# ASSIGNED TASK:
Turn the lines of the entries below, from the line containing "Provide, for every" through the line containing "778L740 756H721L707 769L705", into a Markdown table with columns "Row" and "Line". Leave out blank lines.

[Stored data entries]
++++++++

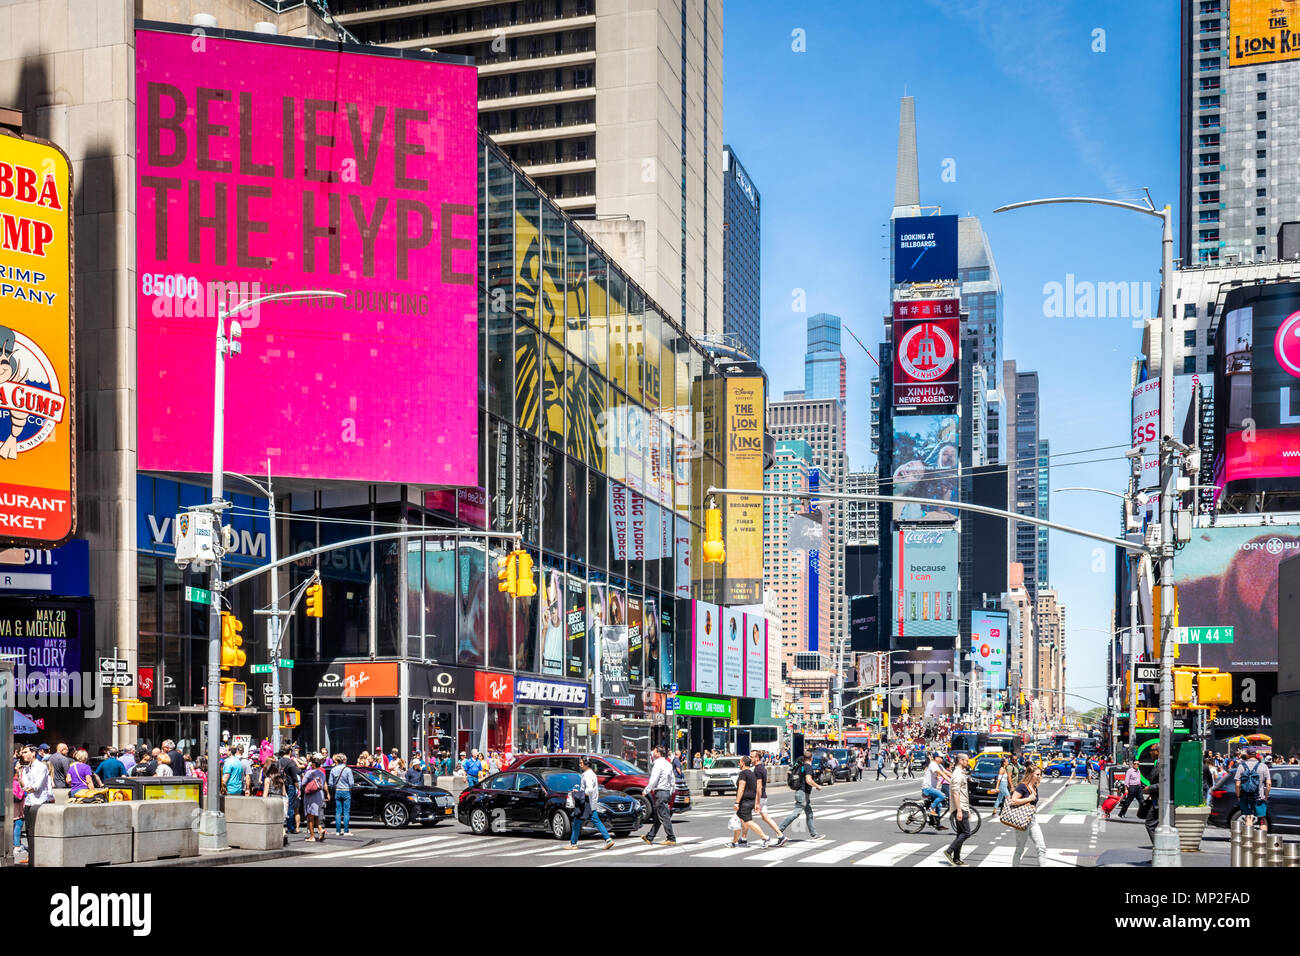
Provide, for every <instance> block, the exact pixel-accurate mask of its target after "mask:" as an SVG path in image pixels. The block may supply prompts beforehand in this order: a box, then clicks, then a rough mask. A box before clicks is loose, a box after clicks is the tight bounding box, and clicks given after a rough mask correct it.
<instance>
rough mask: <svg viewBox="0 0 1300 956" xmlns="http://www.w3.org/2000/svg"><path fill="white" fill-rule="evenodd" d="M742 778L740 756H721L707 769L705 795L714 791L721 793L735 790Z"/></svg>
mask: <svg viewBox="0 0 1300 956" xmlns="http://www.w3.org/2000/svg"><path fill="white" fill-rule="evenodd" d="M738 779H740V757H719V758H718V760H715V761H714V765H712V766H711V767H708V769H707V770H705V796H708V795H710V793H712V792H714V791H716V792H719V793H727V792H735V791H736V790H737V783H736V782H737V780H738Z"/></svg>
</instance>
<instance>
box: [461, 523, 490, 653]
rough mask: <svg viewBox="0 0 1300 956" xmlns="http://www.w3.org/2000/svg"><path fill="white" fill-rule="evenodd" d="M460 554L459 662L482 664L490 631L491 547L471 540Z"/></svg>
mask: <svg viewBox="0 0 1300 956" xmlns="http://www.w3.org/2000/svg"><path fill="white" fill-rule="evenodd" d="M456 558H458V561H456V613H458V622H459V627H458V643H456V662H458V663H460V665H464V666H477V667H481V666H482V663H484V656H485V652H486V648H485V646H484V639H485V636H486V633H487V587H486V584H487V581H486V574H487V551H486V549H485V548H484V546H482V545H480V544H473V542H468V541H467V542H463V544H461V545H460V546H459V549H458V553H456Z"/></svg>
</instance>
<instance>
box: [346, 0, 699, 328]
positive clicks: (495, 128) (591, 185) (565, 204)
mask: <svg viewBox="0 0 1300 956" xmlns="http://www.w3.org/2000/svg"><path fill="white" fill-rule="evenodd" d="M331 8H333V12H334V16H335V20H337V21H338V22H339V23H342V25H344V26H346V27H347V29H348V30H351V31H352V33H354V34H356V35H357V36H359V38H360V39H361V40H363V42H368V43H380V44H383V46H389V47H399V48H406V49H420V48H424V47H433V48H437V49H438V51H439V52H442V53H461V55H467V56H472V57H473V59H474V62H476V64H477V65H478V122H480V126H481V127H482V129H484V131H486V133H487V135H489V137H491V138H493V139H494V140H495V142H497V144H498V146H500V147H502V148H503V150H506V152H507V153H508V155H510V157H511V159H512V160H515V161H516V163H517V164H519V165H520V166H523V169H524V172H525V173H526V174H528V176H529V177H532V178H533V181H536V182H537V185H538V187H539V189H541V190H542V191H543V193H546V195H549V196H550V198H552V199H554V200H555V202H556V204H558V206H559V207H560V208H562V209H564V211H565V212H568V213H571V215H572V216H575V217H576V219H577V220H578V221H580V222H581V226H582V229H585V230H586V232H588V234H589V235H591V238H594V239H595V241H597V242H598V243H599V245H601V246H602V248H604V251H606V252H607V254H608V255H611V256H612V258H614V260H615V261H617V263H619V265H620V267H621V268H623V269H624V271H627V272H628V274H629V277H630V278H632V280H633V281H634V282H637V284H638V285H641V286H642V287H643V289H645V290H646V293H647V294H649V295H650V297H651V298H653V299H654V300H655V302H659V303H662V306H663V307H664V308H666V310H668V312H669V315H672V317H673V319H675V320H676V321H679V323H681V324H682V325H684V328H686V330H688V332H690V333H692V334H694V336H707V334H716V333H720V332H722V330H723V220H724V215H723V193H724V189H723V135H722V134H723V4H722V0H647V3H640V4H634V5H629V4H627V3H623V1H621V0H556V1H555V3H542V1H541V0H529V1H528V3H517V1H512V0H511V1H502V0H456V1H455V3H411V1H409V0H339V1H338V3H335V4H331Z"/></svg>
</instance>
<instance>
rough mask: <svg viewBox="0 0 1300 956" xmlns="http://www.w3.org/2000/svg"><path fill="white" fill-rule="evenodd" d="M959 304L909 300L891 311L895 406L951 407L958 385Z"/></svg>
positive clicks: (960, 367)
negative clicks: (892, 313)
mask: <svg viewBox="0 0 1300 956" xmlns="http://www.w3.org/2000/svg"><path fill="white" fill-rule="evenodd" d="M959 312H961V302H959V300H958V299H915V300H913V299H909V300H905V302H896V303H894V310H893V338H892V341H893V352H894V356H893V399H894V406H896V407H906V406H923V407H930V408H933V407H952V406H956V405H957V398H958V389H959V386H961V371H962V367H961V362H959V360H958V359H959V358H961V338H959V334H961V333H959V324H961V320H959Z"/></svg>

++++++++

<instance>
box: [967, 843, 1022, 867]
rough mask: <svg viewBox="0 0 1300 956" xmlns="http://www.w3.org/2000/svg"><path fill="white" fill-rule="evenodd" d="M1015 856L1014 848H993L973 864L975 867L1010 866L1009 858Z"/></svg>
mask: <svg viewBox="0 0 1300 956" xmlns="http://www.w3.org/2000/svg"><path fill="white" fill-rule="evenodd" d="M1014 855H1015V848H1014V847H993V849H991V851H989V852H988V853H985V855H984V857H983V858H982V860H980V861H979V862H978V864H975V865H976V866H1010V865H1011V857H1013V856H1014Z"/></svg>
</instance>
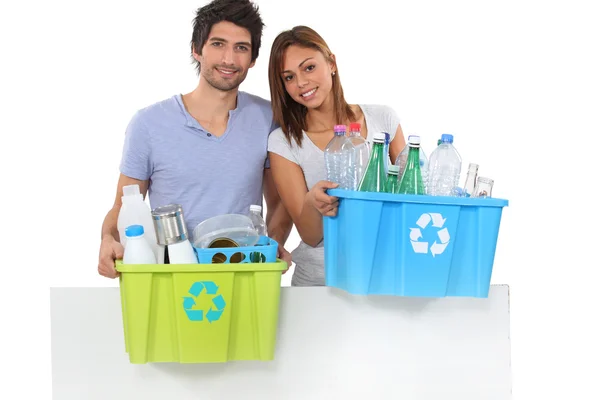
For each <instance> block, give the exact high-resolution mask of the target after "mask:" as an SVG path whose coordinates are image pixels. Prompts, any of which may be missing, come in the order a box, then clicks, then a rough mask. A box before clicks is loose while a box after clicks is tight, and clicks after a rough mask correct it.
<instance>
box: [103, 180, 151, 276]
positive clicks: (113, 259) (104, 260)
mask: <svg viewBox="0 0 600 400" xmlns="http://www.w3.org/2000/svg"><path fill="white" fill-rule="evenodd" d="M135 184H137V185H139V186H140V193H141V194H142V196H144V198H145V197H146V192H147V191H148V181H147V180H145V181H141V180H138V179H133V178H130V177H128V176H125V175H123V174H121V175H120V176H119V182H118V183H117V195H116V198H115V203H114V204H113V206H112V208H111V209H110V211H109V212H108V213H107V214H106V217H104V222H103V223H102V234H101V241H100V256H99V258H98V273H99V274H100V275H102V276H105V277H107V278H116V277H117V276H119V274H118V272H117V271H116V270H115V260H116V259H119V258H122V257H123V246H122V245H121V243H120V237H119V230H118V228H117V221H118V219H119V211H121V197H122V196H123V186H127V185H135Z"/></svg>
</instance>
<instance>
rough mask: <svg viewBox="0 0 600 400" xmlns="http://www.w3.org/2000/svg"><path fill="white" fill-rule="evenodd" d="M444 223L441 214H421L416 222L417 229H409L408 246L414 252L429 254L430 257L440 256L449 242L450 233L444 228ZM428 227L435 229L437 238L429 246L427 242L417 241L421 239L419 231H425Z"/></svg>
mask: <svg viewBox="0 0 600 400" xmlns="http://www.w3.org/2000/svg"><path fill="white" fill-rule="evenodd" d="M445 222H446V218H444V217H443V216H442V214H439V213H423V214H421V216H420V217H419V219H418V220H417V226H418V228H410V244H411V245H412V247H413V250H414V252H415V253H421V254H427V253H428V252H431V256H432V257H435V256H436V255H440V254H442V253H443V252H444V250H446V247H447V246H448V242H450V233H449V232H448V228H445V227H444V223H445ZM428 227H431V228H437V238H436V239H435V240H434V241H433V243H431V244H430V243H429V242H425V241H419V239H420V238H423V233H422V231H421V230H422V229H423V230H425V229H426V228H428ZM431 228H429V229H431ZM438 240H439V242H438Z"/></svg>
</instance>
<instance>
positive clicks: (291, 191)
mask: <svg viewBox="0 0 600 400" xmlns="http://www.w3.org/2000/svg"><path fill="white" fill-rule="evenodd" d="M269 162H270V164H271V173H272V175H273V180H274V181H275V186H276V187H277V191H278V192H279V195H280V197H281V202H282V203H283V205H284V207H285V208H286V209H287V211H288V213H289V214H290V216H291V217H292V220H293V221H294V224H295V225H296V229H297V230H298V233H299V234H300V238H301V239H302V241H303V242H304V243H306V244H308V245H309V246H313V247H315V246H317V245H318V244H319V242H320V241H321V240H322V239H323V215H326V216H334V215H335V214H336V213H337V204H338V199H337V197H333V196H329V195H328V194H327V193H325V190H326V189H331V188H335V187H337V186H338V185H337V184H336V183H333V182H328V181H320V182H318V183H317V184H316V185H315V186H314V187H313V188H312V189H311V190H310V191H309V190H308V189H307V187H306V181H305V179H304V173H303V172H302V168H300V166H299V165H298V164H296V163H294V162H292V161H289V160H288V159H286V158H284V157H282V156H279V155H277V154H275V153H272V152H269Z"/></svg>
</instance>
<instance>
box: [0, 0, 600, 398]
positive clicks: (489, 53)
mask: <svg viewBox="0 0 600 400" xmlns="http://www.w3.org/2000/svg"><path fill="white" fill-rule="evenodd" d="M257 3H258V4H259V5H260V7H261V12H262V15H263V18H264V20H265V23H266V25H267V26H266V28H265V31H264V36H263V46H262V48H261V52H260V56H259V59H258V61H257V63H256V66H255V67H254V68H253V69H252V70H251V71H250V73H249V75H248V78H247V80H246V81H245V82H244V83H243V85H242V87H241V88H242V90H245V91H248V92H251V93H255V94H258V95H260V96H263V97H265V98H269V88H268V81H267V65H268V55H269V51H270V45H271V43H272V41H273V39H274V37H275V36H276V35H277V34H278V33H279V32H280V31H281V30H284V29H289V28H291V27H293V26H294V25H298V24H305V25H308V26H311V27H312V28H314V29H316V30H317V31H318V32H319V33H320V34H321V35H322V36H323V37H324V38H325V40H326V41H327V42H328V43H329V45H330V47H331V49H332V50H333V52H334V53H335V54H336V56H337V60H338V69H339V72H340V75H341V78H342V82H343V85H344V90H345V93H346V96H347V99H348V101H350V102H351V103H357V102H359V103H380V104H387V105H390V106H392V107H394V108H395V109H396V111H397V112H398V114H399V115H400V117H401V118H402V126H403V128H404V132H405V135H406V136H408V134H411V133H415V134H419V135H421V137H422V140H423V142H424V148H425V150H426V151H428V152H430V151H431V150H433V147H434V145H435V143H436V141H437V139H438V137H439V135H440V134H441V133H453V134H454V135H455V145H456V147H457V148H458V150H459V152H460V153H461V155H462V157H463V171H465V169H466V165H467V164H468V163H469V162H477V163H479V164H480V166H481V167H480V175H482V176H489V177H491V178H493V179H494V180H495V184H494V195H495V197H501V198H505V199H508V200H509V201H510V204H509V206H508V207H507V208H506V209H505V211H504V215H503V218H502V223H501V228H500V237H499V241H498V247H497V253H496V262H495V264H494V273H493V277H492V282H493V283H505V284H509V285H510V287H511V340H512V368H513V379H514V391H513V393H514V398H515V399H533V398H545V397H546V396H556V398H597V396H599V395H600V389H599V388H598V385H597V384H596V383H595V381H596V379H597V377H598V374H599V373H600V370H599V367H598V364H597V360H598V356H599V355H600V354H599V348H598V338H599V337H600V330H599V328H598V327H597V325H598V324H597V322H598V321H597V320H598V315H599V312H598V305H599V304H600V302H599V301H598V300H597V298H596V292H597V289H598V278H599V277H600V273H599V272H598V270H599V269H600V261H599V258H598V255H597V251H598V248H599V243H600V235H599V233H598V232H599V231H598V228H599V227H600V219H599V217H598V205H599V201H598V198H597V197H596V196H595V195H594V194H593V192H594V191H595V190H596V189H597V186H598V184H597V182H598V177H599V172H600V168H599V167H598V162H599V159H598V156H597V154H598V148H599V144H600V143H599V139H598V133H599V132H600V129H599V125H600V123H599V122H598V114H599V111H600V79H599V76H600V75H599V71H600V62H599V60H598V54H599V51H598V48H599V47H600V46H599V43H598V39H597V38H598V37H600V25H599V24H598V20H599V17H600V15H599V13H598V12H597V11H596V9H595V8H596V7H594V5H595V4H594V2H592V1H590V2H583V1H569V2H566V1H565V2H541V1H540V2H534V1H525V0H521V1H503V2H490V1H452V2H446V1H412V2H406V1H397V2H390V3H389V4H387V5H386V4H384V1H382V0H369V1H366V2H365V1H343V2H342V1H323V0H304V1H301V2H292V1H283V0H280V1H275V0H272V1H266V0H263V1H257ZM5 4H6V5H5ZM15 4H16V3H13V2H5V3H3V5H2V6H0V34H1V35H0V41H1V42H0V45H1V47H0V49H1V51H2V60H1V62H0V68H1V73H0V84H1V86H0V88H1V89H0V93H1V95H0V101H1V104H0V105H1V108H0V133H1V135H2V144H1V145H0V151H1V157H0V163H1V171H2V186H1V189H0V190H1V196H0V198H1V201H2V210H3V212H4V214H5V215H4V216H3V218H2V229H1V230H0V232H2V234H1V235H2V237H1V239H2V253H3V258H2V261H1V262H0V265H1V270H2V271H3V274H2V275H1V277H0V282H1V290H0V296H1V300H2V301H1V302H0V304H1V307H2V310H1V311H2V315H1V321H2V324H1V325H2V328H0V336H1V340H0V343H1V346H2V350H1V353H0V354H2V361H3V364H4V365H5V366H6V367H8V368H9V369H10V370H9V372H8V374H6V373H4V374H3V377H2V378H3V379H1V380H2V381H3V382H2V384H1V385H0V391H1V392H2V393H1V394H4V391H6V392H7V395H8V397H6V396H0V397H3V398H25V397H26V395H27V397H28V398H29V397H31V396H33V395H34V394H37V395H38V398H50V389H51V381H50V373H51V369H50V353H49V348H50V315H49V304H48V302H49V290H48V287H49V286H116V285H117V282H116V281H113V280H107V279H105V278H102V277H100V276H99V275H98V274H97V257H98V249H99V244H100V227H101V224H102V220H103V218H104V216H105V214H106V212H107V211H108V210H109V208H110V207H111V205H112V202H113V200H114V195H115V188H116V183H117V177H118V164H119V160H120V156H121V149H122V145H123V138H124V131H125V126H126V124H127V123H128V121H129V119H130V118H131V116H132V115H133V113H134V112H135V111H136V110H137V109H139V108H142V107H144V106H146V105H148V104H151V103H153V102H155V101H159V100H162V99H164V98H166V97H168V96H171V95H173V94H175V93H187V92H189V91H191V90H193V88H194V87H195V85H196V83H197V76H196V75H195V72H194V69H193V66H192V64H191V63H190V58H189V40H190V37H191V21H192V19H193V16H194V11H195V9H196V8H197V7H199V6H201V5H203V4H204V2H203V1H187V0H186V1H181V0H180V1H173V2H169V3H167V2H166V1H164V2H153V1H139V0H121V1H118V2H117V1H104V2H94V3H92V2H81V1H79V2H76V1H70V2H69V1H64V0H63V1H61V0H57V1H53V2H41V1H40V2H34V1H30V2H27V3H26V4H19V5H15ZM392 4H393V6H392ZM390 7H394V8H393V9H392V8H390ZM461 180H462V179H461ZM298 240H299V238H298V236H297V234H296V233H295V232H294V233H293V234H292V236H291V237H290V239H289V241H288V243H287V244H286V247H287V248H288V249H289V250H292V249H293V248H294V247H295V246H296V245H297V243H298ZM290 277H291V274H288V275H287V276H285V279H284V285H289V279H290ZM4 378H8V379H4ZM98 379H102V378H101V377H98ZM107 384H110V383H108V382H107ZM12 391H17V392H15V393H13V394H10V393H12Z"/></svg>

++++++++

# ANSWER BOX:
| Row | Line |
|---|---|
| 1 | Provide, for every <instance> block, the exact pixel-accurate mask of its target after "mask:" as an SVG path in image pixels. The block may supply prompts beforehand in this order: a box, then clicks, then a rough mask. A box before clicks is loose, a box after clicks is the tight bounding box, and clicks given after a rough mask correct it. |
| 2 | <instance> |
| 3 | rough mask: <svg viewBox="0 0 1300 956" xmlns="http://www.w3.org/2000/svg"><path fill="white" fill-rule="evenodd" d="M742 778L740 756H721L707 769L705 795L714 791L721 793L735 790Z"/></svg> |